[Opening PROVIDED DATA section]
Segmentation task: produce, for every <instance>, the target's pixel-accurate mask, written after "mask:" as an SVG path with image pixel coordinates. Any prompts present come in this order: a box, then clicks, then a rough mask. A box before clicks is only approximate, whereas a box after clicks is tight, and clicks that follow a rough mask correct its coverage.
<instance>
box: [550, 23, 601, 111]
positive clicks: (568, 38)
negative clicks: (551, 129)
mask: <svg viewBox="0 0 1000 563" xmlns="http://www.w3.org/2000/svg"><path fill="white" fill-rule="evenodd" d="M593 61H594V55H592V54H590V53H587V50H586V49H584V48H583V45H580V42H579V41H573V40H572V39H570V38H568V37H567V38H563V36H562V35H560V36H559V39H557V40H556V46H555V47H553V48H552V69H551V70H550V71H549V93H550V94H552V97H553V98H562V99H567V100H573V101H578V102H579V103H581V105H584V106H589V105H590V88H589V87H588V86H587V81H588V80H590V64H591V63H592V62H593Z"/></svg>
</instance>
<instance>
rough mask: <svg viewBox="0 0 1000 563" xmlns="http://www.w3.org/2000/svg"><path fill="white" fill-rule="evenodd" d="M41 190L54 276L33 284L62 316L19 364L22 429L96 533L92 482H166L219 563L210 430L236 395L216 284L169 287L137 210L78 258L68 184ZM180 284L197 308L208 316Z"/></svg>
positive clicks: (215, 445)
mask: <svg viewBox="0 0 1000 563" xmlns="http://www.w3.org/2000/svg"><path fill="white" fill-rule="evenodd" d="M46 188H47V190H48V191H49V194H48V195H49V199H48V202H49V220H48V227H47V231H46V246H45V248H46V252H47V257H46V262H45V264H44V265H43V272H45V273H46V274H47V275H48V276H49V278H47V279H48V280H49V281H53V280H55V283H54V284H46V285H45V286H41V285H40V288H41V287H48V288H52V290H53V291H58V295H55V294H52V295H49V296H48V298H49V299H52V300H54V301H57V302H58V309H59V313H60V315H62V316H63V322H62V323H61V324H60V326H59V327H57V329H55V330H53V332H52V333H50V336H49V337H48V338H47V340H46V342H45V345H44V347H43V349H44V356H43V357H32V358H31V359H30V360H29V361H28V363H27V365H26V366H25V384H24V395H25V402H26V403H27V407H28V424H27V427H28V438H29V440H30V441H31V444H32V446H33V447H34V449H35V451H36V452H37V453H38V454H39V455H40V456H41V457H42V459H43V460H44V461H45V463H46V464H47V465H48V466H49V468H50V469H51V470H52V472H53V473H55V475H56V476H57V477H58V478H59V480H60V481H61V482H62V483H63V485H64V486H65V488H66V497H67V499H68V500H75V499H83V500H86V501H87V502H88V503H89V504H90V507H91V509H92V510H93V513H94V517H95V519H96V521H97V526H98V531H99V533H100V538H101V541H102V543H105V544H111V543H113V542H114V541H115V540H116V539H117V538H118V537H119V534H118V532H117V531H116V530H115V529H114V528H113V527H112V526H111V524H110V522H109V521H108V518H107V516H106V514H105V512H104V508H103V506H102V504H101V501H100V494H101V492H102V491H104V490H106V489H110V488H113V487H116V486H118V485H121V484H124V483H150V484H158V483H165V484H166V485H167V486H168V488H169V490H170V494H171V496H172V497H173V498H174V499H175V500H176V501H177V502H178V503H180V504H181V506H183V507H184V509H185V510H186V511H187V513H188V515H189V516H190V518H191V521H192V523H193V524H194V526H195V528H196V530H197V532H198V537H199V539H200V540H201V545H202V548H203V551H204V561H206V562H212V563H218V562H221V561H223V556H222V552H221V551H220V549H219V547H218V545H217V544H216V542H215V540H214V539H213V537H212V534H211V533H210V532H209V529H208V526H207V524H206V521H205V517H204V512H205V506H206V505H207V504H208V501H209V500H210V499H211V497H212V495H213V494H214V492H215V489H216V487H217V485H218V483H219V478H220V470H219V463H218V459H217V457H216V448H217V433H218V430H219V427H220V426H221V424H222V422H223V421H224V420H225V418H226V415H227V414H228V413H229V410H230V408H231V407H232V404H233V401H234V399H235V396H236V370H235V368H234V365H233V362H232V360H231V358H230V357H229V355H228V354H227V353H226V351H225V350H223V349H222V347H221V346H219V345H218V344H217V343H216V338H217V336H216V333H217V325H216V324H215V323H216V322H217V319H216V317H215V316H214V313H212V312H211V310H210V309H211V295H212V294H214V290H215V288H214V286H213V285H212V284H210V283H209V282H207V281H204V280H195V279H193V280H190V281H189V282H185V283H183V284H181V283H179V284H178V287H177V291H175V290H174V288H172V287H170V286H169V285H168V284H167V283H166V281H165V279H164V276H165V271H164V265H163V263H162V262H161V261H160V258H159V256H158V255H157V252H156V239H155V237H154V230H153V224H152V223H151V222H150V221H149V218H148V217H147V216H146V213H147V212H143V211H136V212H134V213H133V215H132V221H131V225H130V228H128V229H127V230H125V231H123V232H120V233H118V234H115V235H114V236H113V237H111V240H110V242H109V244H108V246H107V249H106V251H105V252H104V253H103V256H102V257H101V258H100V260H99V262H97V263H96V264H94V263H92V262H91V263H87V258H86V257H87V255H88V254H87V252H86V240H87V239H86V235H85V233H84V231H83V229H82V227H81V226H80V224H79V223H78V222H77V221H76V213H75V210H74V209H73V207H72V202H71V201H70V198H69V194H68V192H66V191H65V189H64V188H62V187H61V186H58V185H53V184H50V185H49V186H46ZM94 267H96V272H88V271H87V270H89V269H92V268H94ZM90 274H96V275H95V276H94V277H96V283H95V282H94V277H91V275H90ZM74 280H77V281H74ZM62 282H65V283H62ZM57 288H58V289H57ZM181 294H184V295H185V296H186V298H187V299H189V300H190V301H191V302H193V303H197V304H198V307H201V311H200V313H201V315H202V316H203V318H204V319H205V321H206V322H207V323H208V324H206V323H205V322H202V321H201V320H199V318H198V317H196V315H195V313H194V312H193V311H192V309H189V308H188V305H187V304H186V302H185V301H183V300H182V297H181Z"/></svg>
[Closing PROVIDED DATA section]
[Opening PROVIDED DATA section]
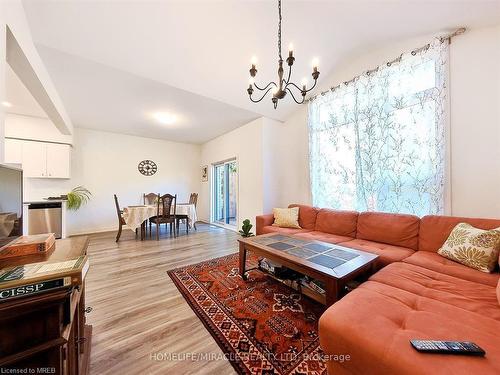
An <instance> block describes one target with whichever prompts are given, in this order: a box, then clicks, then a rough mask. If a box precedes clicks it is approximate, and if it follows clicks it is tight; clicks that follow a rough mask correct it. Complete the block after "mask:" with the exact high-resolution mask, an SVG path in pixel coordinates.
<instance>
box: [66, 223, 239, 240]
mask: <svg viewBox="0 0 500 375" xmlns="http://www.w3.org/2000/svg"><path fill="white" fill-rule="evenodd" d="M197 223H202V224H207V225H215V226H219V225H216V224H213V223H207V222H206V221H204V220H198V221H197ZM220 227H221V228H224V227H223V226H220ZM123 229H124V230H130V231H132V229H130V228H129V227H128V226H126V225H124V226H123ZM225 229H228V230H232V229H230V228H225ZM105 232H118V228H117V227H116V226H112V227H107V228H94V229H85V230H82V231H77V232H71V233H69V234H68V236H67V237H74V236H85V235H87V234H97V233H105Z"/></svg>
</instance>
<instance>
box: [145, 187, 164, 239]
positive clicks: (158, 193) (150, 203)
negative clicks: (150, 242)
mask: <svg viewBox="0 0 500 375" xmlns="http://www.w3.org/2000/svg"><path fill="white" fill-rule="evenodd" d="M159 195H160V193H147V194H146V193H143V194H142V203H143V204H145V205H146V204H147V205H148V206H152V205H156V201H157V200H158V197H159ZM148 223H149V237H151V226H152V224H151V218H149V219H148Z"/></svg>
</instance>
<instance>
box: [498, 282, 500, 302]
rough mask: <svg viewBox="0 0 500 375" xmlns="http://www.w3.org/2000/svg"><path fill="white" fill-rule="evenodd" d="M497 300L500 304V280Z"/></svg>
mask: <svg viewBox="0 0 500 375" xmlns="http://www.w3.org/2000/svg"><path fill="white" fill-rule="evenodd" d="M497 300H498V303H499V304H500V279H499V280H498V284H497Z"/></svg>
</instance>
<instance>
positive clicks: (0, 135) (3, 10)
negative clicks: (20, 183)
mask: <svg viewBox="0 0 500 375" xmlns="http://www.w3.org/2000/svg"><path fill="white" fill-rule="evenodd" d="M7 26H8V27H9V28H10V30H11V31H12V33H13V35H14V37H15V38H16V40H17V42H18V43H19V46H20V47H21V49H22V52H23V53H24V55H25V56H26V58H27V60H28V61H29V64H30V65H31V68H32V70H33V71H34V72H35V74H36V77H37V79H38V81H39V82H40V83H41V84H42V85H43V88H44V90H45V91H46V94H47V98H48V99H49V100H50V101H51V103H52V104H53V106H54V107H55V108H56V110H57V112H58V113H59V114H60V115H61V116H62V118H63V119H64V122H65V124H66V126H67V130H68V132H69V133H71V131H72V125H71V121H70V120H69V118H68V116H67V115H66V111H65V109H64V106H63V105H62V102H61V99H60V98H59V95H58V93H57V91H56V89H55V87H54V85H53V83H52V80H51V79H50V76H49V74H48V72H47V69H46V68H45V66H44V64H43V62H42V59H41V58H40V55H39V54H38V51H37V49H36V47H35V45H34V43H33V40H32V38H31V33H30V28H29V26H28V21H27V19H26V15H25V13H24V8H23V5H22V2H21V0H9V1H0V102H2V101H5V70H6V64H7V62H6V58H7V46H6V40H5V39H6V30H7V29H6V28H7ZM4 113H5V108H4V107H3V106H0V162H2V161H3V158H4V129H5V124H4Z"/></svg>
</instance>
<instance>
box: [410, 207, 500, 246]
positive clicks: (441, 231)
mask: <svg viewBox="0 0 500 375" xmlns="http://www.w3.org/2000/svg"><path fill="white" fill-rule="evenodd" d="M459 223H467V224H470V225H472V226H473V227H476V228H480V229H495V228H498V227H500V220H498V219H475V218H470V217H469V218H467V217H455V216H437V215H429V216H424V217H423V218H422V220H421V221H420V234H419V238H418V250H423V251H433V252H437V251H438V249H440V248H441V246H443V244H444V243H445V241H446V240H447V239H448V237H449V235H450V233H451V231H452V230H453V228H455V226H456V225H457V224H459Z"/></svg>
[Closing PROVIDED DATA section]
[Opening PROVIDED DATA section]
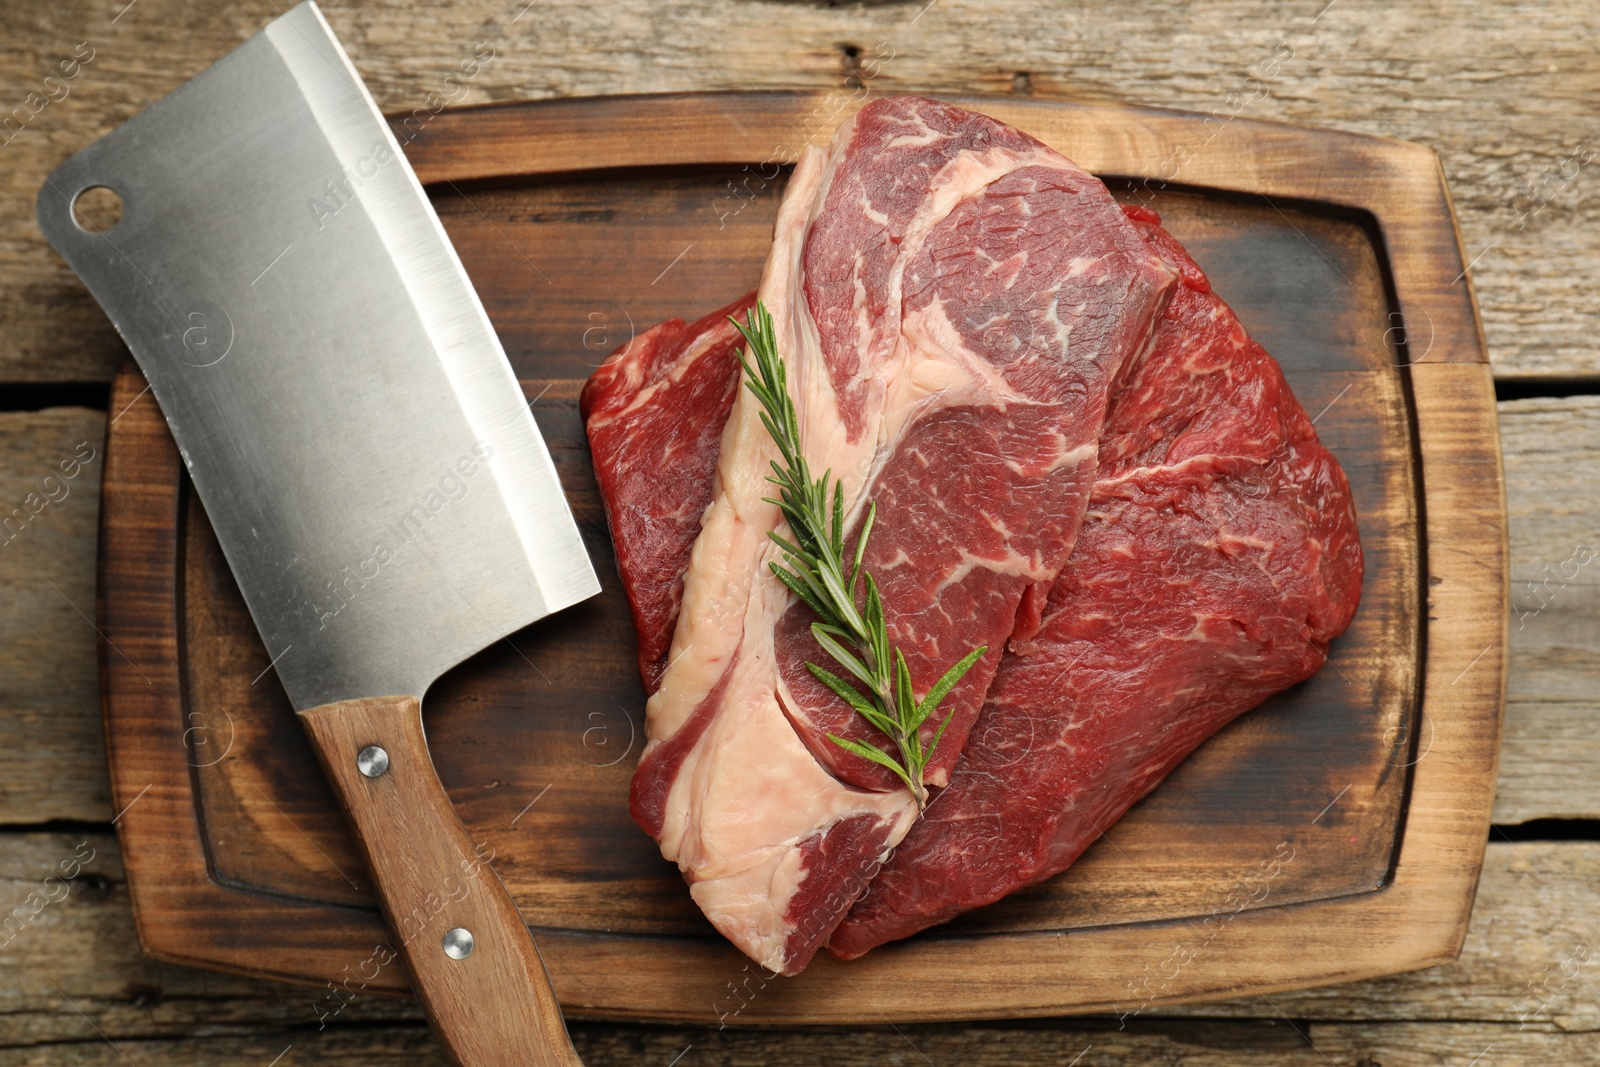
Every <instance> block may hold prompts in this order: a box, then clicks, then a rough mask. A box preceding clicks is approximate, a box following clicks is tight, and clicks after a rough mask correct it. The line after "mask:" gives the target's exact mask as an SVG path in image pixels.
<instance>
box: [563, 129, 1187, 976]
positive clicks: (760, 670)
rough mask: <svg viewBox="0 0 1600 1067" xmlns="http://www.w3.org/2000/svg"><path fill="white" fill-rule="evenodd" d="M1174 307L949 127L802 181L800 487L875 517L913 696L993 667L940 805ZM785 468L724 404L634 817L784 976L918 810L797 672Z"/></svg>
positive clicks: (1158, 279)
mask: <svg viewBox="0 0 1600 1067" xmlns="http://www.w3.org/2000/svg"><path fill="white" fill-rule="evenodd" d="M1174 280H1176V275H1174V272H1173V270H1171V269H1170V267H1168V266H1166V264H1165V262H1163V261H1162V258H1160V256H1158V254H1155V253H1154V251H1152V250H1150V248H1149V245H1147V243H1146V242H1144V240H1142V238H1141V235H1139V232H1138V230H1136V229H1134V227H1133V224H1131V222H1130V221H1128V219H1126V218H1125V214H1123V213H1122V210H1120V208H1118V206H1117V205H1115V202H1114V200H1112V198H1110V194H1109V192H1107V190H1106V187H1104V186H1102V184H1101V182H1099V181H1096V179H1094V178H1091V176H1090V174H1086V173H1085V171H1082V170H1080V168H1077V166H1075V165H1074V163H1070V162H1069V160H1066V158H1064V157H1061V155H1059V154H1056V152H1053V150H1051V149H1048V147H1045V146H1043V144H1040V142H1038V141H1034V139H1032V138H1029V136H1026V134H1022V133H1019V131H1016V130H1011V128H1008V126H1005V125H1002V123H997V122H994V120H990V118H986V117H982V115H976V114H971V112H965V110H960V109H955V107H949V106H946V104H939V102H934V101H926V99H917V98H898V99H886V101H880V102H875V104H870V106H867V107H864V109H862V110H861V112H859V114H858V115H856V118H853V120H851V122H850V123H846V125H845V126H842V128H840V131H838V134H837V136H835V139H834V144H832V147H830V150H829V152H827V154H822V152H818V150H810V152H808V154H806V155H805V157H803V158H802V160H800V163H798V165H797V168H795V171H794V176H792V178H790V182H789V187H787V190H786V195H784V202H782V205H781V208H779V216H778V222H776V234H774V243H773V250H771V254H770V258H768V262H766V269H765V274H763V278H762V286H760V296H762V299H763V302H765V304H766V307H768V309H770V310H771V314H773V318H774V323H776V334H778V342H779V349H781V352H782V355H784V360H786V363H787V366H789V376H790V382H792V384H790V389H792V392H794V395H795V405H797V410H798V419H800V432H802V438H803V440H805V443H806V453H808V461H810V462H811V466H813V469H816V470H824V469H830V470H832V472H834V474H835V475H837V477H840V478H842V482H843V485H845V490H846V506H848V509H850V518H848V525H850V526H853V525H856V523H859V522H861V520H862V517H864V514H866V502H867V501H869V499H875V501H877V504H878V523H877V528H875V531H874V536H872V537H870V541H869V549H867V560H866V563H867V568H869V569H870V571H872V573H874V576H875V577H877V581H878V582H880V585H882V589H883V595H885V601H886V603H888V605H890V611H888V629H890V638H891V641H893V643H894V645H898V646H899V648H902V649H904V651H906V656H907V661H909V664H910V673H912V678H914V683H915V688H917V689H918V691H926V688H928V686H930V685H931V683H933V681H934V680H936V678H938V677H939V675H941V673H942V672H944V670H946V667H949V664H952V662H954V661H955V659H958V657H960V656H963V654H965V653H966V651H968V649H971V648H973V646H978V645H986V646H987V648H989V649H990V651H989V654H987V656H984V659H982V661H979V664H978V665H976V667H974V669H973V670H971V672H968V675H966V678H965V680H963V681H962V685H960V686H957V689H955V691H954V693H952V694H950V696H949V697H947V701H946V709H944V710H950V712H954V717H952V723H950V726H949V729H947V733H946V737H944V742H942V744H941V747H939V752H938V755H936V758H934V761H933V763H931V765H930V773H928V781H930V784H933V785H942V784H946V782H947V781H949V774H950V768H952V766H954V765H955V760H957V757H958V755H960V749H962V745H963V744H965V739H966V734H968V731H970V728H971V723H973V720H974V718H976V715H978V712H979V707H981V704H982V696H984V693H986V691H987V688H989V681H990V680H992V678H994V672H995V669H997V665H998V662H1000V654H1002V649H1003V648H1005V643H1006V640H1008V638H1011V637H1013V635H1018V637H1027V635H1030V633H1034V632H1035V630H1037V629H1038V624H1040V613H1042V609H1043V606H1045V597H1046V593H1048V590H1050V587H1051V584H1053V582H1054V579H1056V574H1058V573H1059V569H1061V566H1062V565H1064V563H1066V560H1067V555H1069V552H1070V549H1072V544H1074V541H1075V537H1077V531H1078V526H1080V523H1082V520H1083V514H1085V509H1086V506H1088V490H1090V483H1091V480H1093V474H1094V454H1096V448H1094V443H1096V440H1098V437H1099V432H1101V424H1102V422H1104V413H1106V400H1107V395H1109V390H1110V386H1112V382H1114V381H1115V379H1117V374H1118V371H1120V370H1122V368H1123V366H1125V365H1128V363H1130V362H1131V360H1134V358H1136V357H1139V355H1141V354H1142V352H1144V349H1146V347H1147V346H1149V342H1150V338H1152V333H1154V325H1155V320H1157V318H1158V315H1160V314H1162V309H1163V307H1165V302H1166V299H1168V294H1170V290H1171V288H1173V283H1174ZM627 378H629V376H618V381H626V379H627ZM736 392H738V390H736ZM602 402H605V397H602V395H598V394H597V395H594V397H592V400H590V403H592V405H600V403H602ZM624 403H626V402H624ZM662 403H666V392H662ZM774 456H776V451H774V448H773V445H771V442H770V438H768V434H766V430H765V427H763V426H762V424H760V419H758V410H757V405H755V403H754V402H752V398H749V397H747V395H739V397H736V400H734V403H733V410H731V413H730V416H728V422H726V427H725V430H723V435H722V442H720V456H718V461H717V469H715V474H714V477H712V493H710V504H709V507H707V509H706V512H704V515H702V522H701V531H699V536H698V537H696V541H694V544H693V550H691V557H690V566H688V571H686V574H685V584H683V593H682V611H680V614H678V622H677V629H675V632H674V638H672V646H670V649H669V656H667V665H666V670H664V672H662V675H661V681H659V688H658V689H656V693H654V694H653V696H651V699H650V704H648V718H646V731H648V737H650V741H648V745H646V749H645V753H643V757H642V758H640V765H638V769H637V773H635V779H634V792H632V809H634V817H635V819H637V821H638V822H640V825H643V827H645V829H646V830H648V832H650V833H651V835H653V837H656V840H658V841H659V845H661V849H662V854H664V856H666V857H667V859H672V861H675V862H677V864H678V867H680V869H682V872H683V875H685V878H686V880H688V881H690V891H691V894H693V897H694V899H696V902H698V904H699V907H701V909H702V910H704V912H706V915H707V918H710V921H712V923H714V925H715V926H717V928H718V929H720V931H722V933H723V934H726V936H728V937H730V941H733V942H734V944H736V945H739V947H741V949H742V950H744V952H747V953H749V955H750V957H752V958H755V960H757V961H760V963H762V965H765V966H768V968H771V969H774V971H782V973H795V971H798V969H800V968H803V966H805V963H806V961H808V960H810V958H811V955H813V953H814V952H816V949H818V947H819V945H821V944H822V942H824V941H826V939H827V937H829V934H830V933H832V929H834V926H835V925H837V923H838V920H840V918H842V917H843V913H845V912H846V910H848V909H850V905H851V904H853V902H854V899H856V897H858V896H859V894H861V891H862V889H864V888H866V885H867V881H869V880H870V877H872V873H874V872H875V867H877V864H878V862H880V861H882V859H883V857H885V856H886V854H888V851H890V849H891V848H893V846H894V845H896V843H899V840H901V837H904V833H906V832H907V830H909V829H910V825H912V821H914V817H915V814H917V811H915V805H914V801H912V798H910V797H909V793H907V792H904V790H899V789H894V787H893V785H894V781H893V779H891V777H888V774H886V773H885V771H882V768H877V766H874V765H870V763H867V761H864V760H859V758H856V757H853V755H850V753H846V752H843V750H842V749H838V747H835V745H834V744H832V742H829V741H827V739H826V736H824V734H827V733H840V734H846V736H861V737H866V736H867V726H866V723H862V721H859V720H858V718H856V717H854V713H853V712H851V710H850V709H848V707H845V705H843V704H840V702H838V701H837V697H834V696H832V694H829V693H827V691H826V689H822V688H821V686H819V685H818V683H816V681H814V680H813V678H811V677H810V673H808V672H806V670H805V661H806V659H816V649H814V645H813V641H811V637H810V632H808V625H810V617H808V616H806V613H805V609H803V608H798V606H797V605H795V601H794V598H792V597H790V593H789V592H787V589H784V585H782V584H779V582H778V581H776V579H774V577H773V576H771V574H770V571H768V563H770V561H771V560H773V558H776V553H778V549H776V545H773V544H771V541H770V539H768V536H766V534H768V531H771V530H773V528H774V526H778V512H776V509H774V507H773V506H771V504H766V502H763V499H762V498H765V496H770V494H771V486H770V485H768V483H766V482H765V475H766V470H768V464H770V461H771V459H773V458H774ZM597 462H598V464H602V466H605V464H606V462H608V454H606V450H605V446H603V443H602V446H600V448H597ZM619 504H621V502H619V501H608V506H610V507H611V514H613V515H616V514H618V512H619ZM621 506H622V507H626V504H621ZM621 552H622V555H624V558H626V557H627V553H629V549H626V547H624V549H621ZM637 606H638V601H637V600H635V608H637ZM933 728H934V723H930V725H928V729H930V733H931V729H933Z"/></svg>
[Closing PROVIDED DATA section]
Identify the lines in the entries above that contain "with", then copy them out.

Segmentation task: produce, for every <instance>, the target's pixel-accurate mask, written after "mask:" as an SVG path with image pixel coordinates. Any prompts present come in this order: a box, then clicks, then a rough mask. A box before clicks is only approximate, whereas a box after clicks is tight, and clicks that follow a rough mask correct its coverage.
An <instance> block describes one target with whichever prompts are given, in this order: a box, then clicks, then a rough mask. If a box precedes clicks it is approximate, and if it follows clicks it is tight; clicks that follow a rough mask correct it. Complete the block after "mask:" with the exact high-resolution mask, an SVG path in pixel coordinates.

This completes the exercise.